Excerpted passage:
+ + + + + + +
A Brief History of Bread Baking

You love bread, it's literally baked into your DNA. But, how much do you know about bread? Like actually?

Bread, in its multitude of shapes and sizes, is the most widely consumed food product in the history of humankind. Bread revolutionized humanity. It's packed with carbohydrates, is portable, lasts a long time without preservation techniques, and it's quite easy to find and make. 

Scholars suggest that humans have been eating bread for 30,000+ years, but bread as we know it didn't exist until much later. 

Before there was bread, primitive people discovered gruel. Gruel is a dish that mixes milled grain and water to create a paste, similar to oatmeal, but it's pretty gross to think about. 

Soon, people discovered that you could take that paste mixture and heat it over a fire on a platform, which made it much tastier and more nutritionally complex. 

That's how people ate bread until humanity discovered the process of leavening. In order to leaven bread, you need to add yeast and a controlled fermentation process to incorporate CO2 into the dough. The result is a chewier, lighter, and more appetizing dough overall. 

Early examples of leavened bread include the pita, naan, and flour tortilla. Early bread was naturally leavened with wild yeast that can be found in the air, on the husks of grains, and the bark of trees. 

But, loaves of bread weren't created until people figured out how to refine flour to better accept the fermentation process. Through the refining of flours and use of different grains, ancient bread makers were able to strengthen the glutinous protein bonds, which allowed for a taller, chewier, less dense, and drier dough. From there, modern bread was born.
+ + + + + + +
Activity: Which three early examples of leavened bread does the text on the history of bread baking name? The lines that come next are separate material and have no connection to the text on the history of bread baking.

Data:
+ + + + + + +
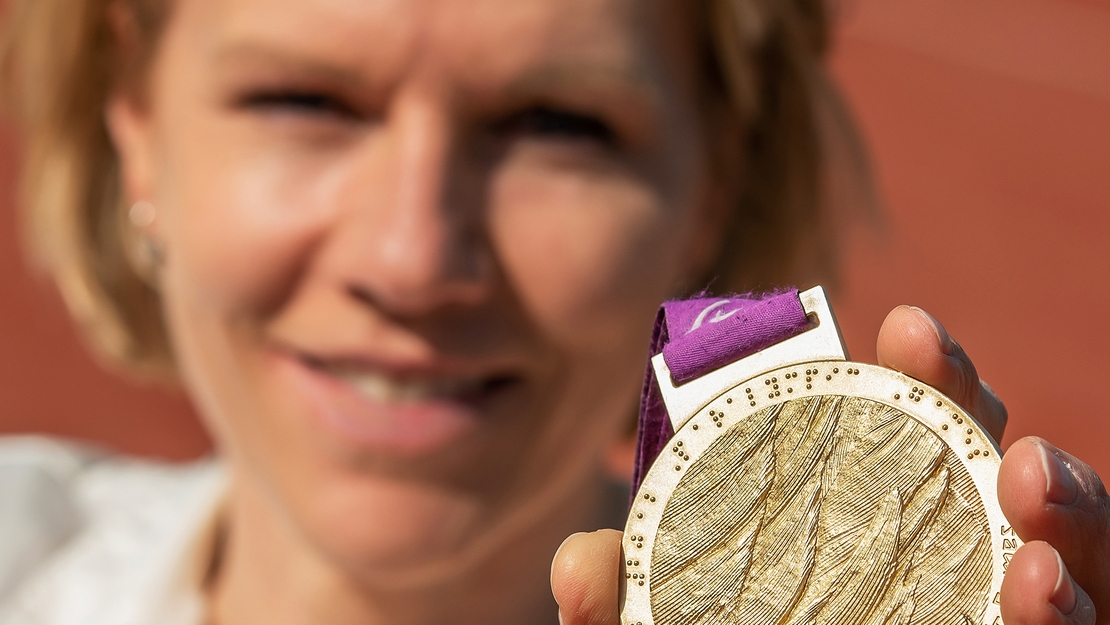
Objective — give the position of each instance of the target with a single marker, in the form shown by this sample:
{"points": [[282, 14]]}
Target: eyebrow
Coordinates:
{"points": [[250, 53]]}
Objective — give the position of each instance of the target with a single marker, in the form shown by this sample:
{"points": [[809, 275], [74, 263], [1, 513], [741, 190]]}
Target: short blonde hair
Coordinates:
{"points": [[60, 63]]}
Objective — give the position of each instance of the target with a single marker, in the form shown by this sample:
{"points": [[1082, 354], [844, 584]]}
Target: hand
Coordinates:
{"points": [[1056, 503]]}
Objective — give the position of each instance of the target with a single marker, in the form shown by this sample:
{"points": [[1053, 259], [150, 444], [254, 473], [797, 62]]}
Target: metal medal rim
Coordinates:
{"points": [[928, 406], [820, 352]]}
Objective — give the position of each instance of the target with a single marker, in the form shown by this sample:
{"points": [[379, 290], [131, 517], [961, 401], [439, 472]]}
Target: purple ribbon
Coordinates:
{"points": [[699, 335]]}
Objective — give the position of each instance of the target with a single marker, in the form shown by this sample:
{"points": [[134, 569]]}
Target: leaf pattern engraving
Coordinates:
{"points": [[828, 510]]}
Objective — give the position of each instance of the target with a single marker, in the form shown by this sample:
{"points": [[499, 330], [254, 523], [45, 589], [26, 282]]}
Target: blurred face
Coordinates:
{"points": [[413, 249]]}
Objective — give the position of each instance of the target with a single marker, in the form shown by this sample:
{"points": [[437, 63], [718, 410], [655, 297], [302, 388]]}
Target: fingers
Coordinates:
{"points": [[585, 578], [1039, 591], [915, 343], [1050, 495]]}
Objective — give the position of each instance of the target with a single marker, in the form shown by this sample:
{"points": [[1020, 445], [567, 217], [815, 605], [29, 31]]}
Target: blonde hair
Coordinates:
{"points": [[60, 63]]}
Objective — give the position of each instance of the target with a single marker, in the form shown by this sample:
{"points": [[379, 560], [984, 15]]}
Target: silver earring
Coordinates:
{"points": [[142, 214]]}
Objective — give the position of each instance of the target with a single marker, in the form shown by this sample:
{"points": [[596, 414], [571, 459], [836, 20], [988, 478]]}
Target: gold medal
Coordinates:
{"points": [[814, 490]]}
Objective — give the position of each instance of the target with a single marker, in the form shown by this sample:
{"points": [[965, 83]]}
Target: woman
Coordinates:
{"points": [[404, 256]]}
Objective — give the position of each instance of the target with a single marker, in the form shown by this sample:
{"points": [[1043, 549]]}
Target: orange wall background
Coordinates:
{"points": [[989, 128]]}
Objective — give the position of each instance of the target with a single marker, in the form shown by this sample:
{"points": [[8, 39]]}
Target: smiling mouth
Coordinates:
{"points": [[414, 389]]}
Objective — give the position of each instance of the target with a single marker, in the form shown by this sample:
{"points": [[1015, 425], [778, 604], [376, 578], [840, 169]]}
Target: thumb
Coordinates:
{"points": [[585, 578]]}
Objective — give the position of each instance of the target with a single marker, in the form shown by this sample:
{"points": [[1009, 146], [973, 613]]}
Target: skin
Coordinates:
{"points": [[483, 198]]}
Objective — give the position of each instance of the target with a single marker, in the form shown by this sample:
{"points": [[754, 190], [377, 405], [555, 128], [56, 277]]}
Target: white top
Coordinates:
{"points": [[91, 538]]}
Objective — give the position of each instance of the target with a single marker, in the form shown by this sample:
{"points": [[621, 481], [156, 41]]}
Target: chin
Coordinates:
{"points": [[397, 533]]}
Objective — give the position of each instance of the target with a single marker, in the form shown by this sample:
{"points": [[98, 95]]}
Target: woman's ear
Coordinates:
{"points": [[128, 107], [131, 131]]}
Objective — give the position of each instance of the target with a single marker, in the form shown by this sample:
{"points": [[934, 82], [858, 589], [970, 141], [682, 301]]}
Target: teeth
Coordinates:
{"points": [[385, 389]]}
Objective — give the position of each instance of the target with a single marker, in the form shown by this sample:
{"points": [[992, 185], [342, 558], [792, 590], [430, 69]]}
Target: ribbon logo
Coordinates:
{"points": [[718, 315]]}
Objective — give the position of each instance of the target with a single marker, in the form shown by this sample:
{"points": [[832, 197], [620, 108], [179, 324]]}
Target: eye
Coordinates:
{"points": [[546, 122], [298, 102]]}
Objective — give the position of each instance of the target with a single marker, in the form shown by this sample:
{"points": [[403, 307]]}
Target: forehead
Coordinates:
{"points": [[487, 40]]}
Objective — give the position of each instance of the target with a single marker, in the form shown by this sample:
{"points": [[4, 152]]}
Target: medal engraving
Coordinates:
{"points": [[827, 492]]}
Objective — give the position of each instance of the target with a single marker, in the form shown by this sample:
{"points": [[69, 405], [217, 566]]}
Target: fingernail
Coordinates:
{"points": [[1063, 594], [1060, 485], [942, 338], [561, 546]]}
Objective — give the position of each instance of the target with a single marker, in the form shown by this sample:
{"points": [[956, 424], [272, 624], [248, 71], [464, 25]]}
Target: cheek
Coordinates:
{"points": [[240, 227], [591, 256]]}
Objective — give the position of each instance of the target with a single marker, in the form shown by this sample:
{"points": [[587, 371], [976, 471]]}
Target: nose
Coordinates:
{"points": [[412, 238]]}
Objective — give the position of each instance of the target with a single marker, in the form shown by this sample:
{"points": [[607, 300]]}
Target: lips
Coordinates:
{"points": [[409, 412]]}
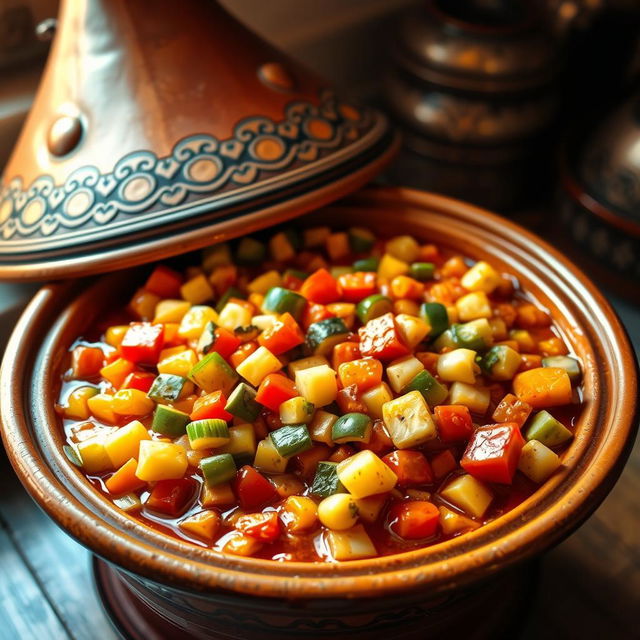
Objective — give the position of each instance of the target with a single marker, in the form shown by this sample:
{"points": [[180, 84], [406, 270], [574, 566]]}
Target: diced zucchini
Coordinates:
{"points": [[547, 430], [218, 469], [432, 391], [435, 314], [169, 388], [352, 427], [213, 373], [364, 474], [317, 385], [207, 434], [409, 421], [169, 421], [291, 440], [373, 306], [402, 371], [569, 364], [296, 411], [242, 403], [258, 366], [326, 481], [468, 494]]}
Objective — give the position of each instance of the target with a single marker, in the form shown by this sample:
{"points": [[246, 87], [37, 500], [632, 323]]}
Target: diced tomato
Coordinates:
{"points": [[454, 422], [321, 287], [274, 390], [285, 334], [364, 373], [314, 313], [345, 352], [142, 342], [139, 380], [414, 519], [171, 497], [357, 286], [225, 342], [86, 362], [211, 406], [379, 338], [261, 526], [253, 489], [164, 282], [411, 467], [493, 452]]}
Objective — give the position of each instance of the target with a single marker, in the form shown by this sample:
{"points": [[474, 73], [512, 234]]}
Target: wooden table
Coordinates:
{"points": [[589, 586]]}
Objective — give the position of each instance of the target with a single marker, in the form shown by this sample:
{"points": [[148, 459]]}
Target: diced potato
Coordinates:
{"points": [[481, 277], [352, 544], [375, 398], [195, 320], [268, 459], [409, 421], [458, 365], [123, 444], [317, 385], [179, 364], [537, 462], [473, 397], [364, 474], [391, 267], [171, 311], [468, 494], [452, 522], [402, 371], [161, 461], [234, 315], [473, 306], [412, 330], [258, 366]]}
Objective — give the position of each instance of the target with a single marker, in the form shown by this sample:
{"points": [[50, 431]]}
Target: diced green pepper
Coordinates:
{"points": [[169, 421], [373, 306], [242, 403], [546, 429], [326, 481], [291, 440]]}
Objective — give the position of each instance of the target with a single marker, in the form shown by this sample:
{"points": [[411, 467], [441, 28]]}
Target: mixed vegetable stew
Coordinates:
{"points": [[321, 396]]}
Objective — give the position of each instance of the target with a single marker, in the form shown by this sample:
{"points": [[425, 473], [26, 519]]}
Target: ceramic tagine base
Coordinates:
{"points": [[492, 609]]}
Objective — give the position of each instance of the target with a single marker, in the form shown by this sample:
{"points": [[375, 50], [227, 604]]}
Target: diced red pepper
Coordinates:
{"points": [[171, 497], [253, 489], [285, 334], [225, 342], [321, 287], [86, 362], [411, 467], [211, 406], [454, 422], [274, 390], [261, 526], [164, 282], [142, 342], [379, 338], [493, 452], [139, 380], [345, 352], [357, 286], [414, 519]]}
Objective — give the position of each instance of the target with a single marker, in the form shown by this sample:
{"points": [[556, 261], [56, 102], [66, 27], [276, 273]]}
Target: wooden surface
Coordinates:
{"points": [[589, 586]]}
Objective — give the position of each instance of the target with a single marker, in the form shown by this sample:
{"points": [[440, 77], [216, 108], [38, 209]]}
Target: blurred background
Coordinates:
{"points": [[530, 108]]}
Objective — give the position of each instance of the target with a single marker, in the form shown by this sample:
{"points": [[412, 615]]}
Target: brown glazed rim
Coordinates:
{"points": [[604, 434]]}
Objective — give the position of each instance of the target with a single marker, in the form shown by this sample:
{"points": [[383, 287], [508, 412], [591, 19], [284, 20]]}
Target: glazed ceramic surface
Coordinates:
{"points": [[604, 433]]}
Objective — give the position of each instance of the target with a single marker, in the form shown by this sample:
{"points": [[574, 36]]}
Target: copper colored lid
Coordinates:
{"points": [[159, 130]]}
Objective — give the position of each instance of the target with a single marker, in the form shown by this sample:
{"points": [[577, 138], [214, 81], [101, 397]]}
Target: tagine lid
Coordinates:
{"points": [[157, 132]]}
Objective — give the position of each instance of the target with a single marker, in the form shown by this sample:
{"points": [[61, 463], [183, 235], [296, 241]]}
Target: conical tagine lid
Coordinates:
{"points": [[162, 127]]}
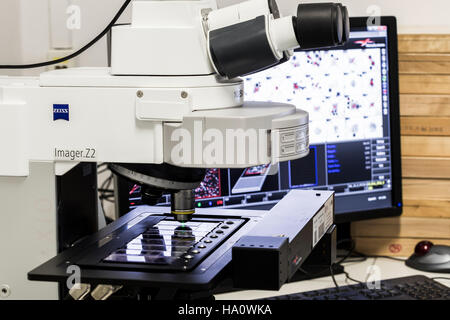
+ + + + + + +
Result for this exercise: The pita, naan, and flour tortilla.